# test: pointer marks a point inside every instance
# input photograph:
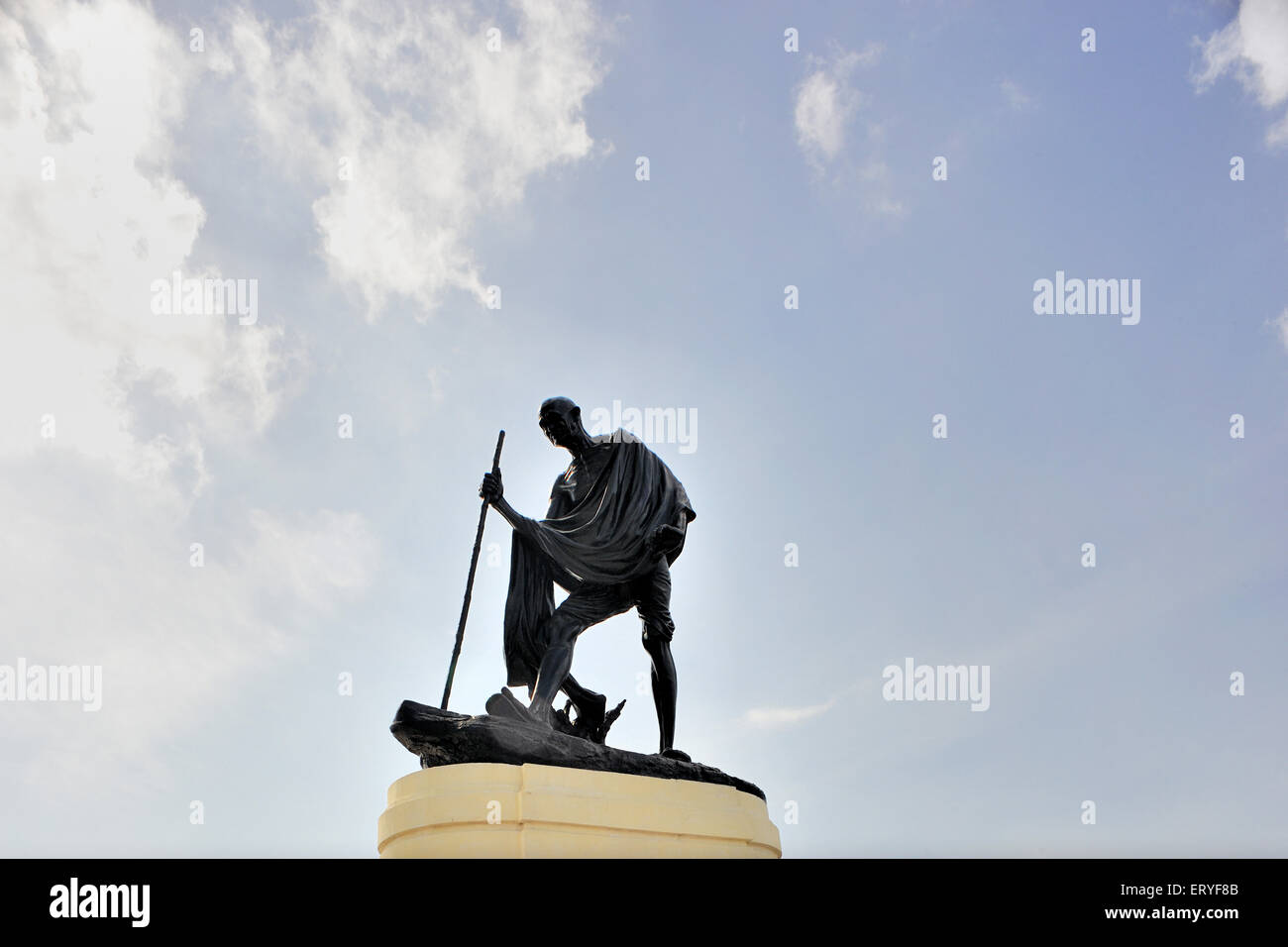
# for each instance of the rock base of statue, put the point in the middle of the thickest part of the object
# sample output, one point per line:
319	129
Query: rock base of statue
506	810
494	787
441	737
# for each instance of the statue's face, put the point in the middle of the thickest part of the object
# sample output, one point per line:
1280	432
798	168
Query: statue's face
557	428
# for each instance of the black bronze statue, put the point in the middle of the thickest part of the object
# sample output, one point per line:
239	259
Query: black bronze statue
616	523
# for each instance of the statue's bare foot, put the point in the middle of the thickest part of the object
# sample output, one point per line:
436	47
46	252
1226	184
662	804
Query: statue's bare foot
590	714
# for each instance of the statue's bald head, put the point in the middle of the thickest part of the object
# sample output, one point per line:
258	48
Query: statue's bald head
561	420
563	406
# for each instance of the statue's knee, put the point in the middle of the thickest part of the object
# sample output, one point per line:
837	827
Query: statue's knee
562	630
657	635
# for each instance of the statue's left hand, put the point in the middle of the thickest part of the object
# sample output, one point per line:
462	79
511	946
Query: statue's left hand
664	539
492	489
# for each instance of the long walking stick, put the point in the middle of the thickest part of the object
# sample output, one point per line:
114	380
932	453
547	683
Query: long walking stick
469	582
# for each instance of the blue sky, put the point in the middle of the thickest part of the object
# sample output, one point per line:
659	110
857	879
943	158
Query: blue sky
329	556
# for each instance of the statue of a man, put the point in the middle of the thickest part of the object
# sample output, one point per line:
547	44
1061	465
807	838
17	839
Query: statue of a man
616	522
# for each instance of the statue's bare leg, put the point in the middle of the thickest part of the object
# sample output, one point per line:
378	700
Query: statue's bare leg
562	633
665	686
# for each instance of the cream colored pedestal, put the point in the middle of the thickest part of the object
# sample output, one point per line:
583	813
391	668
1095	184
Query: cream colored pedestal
497	810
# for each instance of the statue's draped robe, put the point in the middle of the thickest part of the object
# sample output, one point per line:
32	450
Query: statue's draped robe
601	540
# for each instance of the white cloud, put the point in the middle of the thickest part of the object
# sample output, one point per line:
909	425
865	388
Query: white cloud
785	716
98	519
824	114
439	131
824	106
97	90
1254	48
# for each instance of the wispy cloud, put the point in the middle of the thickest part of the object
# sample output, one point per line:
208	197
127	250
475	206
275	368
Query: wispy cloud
1016	97
785	716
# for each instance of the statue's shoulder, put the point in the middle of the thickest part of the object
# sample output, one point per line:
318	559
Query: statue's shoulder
618	437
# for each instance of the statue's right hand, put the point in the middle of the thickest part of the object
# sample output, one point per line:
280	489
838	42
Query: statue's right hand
490	488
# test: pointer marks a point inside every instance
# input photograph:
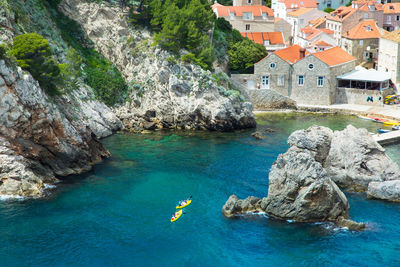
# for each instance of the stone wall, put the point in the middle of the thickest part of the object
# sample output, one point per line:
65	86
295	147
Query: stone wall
255	25
309	92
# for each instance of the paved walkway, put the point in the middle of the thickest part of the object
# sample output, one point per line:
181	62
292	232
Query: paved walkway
387	111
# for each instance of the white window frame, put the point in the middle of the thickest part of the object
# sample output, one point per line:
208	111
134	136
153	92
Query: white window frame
265	82
300	79
322	81
281	80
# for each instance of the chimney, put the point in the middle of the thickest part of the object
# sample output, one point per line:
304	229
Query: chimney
302	53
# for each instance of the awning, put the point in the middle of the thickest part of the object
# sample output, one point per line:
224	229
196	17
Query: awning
366	76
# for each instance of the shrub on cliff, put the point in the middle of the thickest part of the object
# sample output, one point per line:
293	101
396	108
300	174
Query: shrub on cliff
33	54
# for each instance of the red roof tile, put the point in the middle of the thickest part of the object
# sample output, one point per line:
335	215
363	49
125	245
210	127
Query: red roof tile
299	3
334	56
223	11
366	29
290	54
260	37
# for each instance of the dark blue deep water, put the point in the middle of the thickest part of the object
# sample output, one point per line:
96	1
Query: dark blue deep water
119	213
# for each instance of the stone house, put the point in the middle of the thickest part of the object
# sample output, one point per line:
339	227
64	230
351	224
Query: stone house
248	18
322	4
300	19
284	27
362	41
273	72
314	78
344	18
271	40
304	77
391	16
389	55
315	40
282	7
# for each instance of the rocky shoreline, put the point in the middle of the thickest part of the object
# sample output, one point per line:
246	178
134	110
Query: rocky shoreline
304	182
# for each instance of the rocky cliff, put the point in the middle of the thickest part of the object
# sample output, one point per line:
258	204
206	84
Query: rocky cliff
302	181
42	138
166	92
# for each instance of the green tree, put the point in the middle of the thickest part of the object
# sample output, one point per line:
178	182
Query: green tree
33	54
243	55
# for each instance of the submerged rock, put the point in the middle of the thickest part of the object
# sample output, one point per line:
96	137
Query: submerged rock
258	135
234	206
302	181
355	159
299	189
266	99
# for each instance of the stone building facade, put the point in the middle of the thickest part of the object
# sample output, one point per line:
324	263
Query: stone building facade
305	78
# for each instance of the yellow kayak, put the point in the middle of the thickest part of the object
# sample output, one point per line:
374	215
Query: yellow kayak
176	215
391	123
187	204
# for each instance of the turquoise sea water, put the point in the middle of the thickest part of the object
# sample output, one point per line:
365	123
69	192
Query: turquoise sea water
119	213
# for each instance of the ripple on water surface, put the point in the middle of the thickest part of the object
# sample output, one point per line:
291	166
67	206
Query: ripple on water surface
118	214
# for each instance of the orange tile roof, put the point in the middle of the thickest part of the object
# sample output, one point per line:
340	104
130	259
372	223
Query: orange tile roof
334	56
317	22
299	12
223	11
260	37
299	3
322	43
341	13
393	36
290	54
391	8
366	29
312	32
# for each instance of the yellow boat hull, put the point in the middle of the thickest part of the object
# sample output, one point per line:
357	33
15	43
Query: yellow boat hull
179	214
391	123
187	204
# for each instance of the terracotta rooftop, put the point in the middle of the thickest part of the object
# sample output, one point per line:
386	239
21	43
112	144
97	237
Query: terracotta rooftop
366	29
393	36
260	37
290	54
317	22
223	11
293	4
321	43
334	56
312	32
299	12
391	8
341	13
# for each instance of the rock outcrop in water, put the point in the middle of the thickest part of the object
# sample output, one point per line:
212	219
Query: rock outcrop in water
167	93
302	181
355	159
41	139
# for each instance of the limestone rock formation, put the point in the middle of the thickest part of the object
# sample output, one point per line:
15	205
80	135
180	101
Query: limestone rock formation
355	159
166	92
266	99
388	190
302	181
300	189
42	139
234	206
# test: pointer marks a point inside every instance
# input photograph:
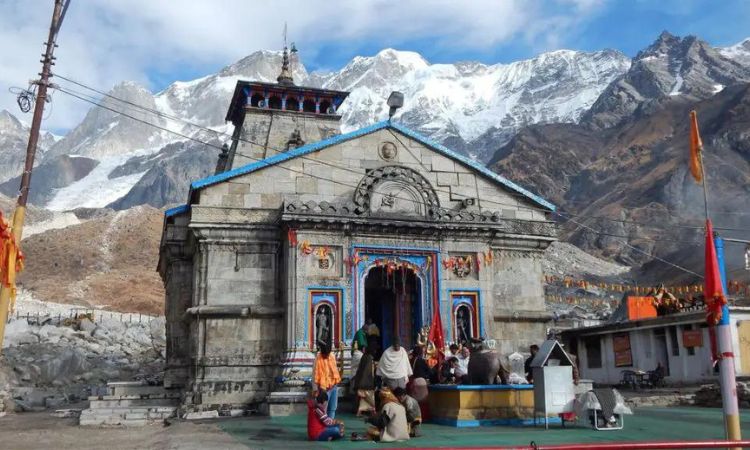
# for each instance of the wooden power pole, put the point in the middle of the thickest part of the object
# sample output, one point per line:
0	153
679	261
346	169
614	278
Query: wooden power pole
6	292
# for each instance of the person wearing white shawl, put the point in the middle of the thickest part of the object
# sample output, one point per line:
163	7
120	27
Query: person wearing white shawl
394	368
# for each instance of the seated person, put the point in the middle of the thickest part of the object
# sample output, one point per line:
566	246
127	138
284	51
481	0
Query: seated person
413	412
448	371
320	427
462	370
390	424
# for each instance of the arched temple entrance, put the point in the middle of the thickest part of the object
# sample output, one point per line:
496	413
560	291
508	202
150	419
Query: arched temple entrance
393	300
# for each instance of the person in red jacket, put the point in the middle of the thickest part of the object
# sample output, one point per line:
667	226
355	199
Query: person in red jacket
320	427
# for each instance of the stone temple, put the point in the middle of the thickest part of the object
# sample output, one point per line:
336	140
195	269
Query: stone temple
303	233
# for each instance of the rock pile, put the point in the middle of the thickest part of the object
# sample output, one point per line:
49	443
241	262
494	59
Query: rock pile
710	395
49	360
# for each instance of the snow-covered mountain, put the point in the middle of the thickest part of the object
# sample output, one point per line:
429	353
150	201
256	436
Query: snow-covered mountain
14	136
472	107
670	66
461	102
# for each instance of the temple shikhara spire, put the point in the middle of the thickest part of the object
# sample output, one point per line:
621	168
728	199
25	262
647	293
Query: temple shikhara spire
304	235
285	77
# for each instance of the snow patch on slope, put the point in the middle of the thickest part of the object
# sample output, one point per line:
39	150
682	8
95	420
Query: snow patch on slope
97	190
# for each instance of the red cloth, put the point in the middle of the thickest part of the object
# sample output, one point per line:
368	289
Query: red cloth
436	333
314	425
713	291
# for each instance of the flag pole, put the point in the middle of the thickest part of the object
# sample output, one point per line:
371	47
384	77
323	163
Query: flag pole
723	332
727	376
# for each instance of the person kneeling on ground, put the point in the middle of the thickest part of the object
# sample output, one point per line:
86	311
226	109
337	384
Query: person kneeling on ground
447	371
413	413
320	427
394	367
390	424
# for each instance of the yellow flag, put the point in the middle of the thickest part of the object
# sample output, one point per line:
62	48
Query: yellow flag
696	146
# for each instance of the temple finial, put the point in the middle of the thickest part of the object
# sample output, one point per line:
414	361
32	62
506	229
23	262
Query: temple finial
285	77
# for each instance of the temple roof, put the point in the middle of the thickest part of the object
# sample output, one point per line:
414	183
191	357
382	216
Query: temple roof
238	102
315	146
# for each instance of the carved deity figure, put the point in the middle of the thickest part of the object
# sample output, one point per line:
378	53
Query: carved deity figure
423	339
462	326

WHAT YOU SHOULD DO: Repeat the lines above exactly, beginning with the one containing "# for each instance of the wispy" and finishing with the one containing "# for each instance of the paved". No pictures belong in the copy.

EXPECTED OUTPUT:
# for each instance of the wispy cloud, put the point in the middle of the thickest part of the object
# sample output, one point per line:
208	197
127	250
475	206
275	368
Query: wispy cloud
1016	97
785	716
# for each instance of the statue's shoulder, put the point in the middle of the thickest part of the object
# sample output, one point per line:
318	559
Query: statue's shoulder
618	437
# for each instance of the statue's right hand, put the point in the middle of the thickest part of the object
# sample output, one point per line:
280	489
838	42
Query: statue's right hand
490	488
# test: pointer marks a point inside every instance
# input photograph:
# for each instance of the stone wall, put the point in the middle of the thickest part of the object
# sample output, one point per line:
65	86
295	147
Query: stone wall
255	25
309	92
# for each instance of the paved walkway, put the point in the middle of the thickest part of the object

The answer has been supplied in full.